*** Opening of MATERIAL FOR THIS TASK ***

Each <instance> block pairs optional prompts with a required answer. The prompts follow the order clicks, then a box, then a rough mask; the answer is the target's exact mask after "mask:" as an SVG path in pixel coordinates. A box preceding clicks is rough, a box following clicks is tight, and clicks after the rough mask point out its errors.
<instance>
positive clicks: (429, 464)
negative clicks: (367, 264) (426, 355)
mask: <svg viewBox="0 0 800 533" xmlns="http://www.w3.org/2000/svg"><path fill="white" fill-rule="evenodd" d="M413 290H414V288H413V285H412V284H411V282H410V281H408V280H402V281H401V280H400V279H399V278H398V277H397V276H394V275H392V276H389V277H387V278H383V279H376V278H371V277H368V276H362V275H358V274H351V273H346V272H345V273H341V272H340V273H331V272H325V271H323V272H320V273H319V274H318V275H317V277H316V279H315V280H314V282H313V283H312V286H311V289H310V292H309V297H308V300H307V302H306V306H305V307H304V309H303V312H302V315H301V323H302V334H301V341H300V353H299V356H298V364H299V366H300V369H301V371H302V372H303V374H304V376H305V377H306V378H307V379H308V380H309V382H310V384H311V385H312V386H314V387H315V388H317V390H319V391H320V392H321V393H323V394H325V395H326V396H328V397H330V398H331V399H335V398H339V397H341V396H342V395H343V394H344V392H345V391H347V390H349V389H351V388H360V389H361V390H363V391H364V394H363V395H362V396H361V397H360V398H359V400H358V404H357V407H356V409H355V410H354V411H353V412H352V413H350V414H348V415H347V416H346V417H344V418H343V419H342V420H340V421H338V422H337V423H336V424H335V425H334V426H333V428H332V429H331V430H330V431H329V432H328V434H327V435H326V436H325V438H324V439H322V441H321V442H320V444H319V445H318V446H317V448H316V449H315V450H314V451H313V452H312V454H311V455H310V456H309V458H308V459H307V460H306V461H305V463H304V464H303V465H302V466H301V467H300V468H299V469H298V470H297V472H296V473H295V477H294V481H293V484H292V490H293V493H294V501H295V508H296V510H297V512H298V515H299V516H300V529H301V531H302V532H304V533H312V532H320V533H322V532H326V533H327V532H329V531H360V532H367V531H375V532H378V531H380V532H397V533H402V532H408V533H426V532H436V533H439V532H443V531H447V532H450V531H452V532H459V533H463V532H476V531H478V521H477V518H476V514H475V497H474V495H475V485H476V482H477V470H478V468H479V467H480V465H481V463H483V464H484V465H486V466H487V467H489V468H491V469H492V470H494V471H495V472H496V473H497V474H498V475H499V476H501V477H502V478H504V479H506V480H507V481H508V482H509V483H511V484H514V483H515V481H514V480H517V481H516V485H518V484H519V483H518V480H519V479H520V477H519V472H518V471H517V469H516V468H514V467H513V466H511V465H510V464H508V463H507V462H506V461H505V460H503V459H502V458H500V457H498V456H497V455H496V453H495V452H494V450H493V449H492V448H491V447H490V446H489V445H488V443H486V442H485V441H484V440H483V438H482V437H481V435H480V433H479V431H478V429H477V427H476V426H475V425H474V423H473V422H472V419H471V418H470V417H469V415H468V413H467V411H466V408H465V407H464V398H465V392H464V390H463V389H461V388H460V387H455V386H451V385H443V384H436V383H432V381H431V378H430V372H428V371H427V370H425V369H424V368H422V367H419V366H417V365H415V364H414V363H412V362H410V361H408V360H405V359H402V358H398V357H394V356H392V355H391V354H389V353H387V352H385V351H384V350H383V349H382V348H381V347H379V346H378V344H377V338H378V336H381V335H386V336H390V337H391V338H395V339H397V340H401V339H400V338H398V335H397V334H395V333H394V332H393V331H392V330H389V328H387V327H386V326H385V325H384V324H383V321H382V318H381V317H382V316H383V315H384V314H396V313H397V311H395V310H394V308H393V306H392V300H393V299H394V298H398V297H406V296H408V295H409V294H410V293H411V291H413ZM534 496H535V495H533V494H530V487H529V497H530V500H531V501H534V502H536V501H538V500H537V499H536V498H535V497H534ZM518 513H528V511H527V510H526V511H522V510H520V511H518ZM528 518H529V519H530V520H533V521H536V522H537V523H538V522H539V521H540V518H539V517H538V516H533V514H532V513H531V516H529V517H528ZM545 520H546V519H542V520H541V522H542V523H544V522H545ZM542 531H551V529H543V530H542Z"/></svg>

*** Close of MATERIAL FOR THIS TASK ***

▶ _AIM OF THE TASK_: Read the entries and pick out all lines that include the word "instance".

▶ _SOLUTION TO THE EXERCISE_:
Each <instance> block pairs optional prompts with a required answer. The prompts follow the order clicks, then a box, then a rough mask; the answer is the target's exact mask after "mask:" as an SVG path in pixel coordinates. A box preceding clicks is rough, a box following clicks is tight, and clicks after the rough mask point out its errors.
<instance>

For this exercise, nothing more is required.